Part of a data file

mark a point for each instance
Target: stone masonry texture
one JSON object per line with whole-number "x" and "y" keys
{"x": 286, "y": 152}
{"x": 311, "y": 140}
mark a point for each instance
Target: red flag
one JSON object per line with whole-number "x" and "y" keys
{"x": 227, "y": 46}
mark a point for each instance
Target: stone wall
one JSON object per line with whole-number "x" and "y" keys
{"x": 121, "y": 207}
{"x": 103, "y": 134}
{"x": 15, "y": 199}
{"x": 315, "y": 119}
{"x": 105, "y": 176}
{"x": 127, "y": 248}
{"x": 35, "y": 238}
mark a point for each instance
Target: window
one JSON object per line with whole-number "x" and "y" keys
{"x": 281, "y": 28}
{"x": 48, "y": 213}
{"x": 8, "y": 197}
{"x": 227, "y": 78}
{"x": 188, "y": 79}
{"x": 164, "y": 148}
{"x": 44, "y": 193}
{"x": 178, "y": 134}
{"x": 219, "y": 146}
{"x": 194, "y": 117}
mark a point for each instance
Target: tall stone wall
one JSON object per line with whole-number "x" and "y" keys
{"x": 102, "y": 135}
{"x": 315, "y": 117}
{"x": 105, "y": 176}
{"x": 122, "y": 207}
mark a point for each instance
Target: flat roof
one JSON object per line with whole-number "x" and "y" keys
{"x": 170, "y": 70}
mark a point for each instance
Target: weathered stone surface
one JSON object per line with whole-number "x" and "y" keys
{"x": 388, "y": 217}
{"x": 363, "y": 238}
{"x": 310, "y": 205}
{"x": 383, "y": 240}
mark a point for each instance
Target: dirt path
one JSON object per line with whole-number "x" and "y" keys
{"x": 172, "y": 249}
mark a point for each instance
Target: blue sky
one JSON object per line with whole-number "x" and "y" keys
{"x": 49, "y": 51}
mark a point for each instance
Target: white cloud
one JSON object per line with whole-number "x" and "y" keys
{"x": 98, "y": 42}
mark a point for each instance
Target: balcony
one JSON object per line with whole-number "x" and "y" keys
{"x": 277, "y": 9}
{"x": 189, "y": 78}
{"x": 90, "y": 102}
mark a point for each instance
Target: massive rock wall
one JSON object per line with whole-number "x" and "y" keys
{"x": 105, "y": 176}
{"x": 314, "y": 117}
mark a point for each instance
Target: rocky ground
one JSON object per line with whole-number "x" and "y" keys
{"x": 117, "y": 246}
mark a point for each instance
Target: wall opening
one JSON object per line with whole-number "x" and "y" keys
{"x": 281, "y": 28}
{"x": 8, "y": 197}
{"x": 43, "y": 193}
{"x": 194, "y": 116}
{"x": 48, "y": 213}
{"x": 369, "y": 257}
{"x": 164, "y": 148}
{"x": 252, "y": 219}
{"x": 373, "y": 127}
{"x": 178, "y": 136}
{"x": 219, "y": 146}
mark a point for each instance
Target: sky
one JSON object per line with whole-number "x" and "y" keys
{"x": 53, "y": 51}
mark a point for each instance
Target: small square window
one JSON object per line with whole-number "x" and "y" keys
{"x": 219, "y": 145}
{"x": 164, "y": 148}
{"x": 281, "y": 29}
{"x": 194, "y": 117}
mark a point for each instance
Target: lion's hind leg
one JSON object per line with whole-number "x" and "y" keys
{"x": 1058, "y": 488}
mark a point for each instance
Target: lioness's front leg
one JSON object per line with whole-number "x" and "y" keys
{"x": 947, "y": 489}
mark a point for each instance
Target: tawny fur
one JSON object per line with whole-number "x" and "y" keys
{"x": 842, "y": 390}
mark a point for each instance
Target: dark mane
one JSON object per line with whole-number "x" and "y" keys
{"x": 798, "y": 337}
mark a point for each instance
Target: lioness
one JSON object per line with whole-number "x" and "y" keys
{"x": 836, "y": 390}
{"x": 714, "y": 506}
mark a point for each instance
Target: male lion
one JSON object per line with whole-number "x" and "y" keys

* The task:
Extract all lines as given.

* Final result:
mark a point for each instance
Target: stone masonry texture
one JSON object per line with whole-number "x" and "y" keys
{"x": 286, "y": 152}
{"x": 311, "y": 140}
mark a point for each instance
Target: red flag
one JSON object per line with whole-number "x" and "y" keys
{"x": 227, "y": 46}
mark a point for each instance
Target: stone wall
one JSON object per line with whole-number "x" and "y" keys
{"x": 121, "y": 207}
{"x": 103, "y": 134}
{"x": 15, "y": 199}
{"x": 315, "y": 119}
{"x": 105, "y": 176}
{"x": 127, "y": 248}
{"x": 35, "y": 238}
mark a point for each instance
Target: window
one JSON object per line with whole-number "x" and "y" keys
{"x": 281, "y": 28}
{"x": 48, "y": 213}
{"x": 8, "y": 197}
{"x": 227, "y": 78}
{"x": 188, "y": 79}
{"x": 164, "y": 148}
{"x": 44, "y": 193}
{"x": 178, "y": 134}
{"x": 219, "y": 146}
{"x": 194, "y": 117}
mark a point for each instance
Target: tall stone wall
one JSON object per line with whole-number "x" and "y" keys
{"x": 102, "y": 135}
{"x": 315, "y": 117}
{"x": 105, "y": 176}
{"x": 122, "y": 207}
mark a point for each instance
Target: flat roof
one JSON object per line with whole-number "x" and "y" keys
{"x": 170, "y": 70}
mark a point for each instance
Target: weathered stone surface
one JSON object per line with whole-number "x" and "y" keys
{"x": 388, "y": 217}
{"x": 363, "y": 238}
{"x": 310, "y": 205}
{"x": 383, "y": 240}
mark a point for each instance
Target: dirt path
one JSON object per line with whole-number "x" and "y" keys
{"x": 172, "y": 249}
mark a point for each instance
Target: blue sky
one JSON object per line with whole-number "x" and "y" keys
{"x": 49, "y": 51}
mark a point for each instance
Target: white cloud
one JSON object per line with whole-number "x" and "y" keys
{"x": 98, "y": 42}
mark a point for each instance
Target: balcony
one JSON object per line with whole-number "x" and "y" keys
{"x": 277, "y": 9}
{"x": 189, "y": 78}
{"x": 90, "y": 102}
mark a point for each instance
Target: massive rock wall
one JSON object per line with whole-number "x" and "y" keys
{"x": 105, "y": 176}
{"x": 314, "y": 117}
mark a point for each instance
Target: rocky ground
one JSON object per line with whole-number "x" and "y" keys
{"x": 117, "y": 246}
mark a point for each instance
Target: wall opening
one JSON object per line with whole-number "x" and "y" keys
{"x": 281, "y": 28}
{"x": 8, "y": 197}
{"x": 43, "y": 193}
{"x": 194, "y": 116}
{"x": 48, "y": 213}
{"x": 369, "y": 257}
{"x": 164, "y": 148}
{"x": 252, "y": 219}
{"x": 373, "y": 127}
{"x": 178, "y": 136}
{"x": 219, "y": 146}
mark a point for each instance
Target: sky
one JSON object per line with whole-number "x" and "y" keys
{"x": 53, "y": 51}
mark a point for each instance
Target: small square window
one JSON object per line with whole-number "x" and "y" keys
{"x": 219, "y": 145}
{"x": 164, "y": 148}
{"x": 281, "y": 29}
{"x": 194, "y": 117}
mark a point for each instance
Target: lion's hind leg
one JSON object per line with whole-number "x" and "y" keys
{"x": 1058, "y": 488}
mark a point for each instance
Target: lioness's front leg
one JSON object per line with whole-number "x" and "y" keys
{"x": 947, "y": 489}
mark a point for each instance
Target: tawny fur
one JSON object per line with whole-number "x" and "y" keys
{"x": 842, "y": 390}
mark a point for each instance
Target: dark mane
one JSON object per line with whole-number "x" and "y" keys
{"x": 798, "y": 337}
mark a point for each instance
Target: lioness
one JSON object per line with whole-number "x" and "y" keys
{"x": 836, "y": 390}
{"x": 714, "y": 506}
mark a point for each instance
Target: male lion
one JSON object per line with whole-number "x" and "y" keys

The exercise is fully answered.